» **What to produce**: Show each line of the records below that contains the string "bench". Letter case must match.

Start of Material to process

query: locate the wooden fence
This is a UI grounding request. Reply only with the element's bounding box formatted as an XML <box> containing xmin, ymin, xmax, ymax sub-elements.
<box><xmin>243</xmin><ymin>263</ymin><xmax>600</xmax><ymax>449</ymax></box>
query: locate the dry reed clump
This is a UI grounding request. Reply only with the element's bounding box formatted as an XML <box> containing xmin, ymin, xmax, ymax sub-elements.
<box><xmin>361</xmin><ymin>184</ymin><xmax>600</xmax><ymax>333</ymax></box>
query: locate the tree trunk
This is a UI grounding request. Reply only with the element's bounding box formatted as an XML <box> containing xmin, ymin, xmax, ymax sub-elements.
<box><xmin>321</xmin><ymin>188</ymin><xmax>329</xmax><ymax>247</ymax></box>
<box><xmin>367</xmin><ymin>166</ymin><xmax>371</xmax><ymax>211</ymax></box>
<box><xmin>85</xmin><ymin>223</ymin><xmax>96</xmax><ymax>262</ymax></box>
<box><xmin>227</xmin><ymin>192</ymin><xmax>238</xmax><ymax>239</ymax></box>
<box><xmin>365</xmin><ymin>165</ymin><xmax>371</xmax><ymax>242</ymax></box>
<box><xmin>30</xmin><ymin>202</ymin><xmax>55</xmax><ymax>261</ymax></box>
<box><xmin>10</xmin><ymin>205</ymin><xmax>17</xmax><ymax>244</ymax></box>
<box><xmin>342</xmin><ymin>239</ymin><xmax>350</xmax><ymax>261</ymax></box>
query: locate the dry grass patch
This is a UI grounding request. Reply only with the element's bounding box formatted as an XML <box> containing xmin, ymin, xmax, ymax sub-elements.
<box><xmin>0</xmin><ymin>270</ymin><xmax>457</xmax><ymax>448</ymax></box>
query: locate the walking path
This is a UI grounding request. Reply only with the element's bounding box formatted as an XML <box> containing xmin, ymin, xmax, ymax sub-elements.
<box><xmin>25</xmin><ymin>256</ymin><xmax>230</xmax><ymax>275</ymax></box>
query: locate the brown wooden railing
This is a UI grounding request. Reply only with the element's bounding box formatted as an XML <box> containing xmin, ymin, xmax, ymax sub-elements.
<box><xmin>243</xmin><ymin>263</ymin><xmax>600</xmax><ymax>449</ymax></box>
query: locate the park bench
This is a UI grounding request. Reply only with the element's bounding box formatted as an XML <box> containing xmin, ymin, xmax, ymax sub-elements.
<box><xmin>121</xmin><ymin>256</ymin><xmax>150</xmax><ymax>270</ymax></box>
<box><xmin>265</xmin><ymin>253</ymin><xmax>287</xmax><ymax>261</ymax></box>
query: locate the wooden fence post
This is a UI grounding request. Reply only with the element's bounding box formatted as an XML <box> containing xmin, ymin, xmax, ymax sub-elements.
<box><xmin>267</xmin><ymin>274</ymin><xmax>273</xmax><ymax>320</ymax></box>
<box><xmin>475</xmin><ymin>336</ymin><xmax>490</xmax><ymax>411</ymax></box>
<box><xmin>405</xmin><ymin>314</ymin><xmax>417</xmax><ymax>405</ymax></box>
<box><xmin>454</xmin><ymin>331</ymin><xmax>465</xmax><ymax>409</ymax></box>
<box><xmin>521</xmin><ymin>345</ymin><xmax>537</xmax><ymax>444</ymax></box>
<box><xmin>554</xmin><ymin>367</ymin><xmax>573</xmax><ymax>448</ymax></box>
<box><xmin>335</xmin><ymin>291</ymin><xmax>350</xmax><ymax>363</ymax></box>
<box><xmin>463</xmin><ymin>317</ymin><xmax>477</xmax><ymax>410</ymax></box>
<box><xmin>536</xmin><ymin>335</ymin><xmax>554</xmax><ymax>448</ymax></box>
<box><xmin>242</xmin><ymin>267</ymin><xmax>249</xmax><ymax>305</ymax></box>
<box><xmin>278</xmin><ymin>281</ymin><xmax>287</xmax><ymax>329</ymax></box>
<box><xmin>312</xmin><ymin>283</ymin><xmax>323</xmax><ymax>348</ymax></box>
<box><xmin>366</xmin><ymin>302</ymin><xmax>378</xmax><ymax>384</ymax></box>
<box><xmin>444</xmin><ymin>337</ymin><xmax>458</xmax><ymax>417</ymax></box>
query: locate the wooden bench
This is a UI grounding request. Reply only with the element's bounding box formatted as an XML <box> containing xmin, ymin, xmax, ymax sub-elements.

End of Material to process

» **Result below**:
query: locate the park bench
query: locate the wooden bench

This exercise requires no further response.